# [Passage to read]
· · · · · · ·
The Plaintiffs’ Motion to Continue the Hearing Date on CFS Cayman’s Rule
12(b)(2) motion (Rec. Doc. 171) is DENIED as moot.
B. Rule 12(b)(6) Failure to State a Claim
1. Seller Liability
CFS Cayman argues that Plaintiffs fail to state a claim of seller liability under La.
R.S. 51:712(A)(2) “because the Petition alleges only that CFS Cayman was the
Administrator of Leveraged, with administrative duties as described . . . . There is no
allegation that CFS Cayman sold or offered to sell shares in Leveraged to Plaintiffs.”18
Beyond the fact that CFS Cayman is identified as the administrator in the offering
documents, there are no allegations that CFS Cayman was in privity with the Plaintiffs in
the sale of the securities. However, Plaintiffs allege that CFS Cayman was a “substantial
factor” in the sale of the securities to Plaintiffs.19 CFS Cayman contends that, as a matter
of law, there is no liability for being a “substantial factor” under the Louisiana Securities
Act (“LSA”).
· · · · · · ·
# [Record extracts]
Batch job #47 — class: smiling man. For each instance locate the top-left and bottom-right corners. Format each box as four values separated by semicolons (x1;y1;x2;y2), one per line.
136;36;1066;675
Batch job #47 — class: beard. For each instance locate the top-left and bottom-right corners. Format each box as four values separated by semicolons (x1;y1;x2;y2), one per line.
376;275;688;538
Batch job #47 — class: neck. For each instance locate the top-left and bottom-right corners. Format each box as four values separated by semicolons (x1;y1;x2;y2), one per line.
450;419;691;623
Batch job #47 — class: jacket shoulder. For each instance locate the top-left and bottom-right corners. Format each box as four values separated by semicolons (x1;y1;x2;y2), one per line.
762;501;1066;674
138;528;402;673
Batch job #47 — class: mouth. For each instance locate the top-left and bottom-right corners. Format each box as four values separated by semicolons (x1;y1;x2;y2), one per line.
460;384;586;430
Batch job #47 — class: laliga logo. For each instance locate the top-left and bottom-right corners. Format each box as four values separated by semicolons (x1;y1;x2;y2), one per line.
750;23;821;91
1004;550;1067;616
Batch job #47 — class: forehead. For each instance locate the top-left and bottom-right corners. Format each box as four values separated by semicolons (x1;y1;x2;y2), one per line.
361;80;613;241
· · · · · · ·
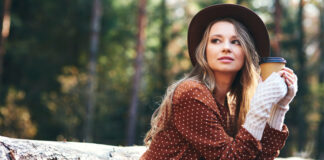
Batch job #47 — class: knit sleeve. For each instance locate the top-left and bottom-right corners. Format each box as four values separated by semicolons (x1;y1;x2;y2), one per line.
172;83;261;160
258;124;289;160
· · · · · · ·
# [Jobs]
A) Summarize the passage on seller liability in two sentences.
B) Answer the following questions using the passage on seller liability, placing each answer on its own line with the matching marker.
(i) How was the Plaintiffs' Motion to Continue the Hearing Date resolved?
(ii) Under which statutory provision does CFS Cayman argue that Plaintiffs fail to state a claim of seller liability?
(iii) What role in the sale of the securities do Plaintiffs allege CFS Cayman played?
C) Retype the portion of the passage on seller liability starting with "The Plaintiffs’ Motion" and going on through "liability under La.".
Rely only on the passage on seller liability when completing this work.

# [Results for the exercise]
A) CFS Cayman argues that Plaintiffs fail to state a claim of seller liability under La. R.S. 51:712(A)(2) because the Petition alleges only that it was the Administrator of Leveraged, and apart from its identification as administrator in the offering documents, there are no allegations that it was in privity with Plaintiffs in the sale of the securities. Plaintiffs instead allege that CFS Cayman was a "substantial factor" in the sale, while CFS Cayman contends that the Louisiana Securities Act imposes no liability on that basis as a matter of law.

B)
(i) It was denied as moot.
(ii) La. R.S. 51:712(A)(2).
(iii) They allege it was a "substantial factor" in the sale of the securities to Plaintiffs.

C)
The Plaintiffs’ Motion to Continue the Hearing Date on CFS Cayman’s Rule
12(b)(2) motion (Rec. Doc. 171) is DENIED as moot.
B. Rule 12(b)(6) Failure to State a Claim
1. Seller Liability
CFS Cayman argues that Plaintiffs fail to state a claim of seller liability under La.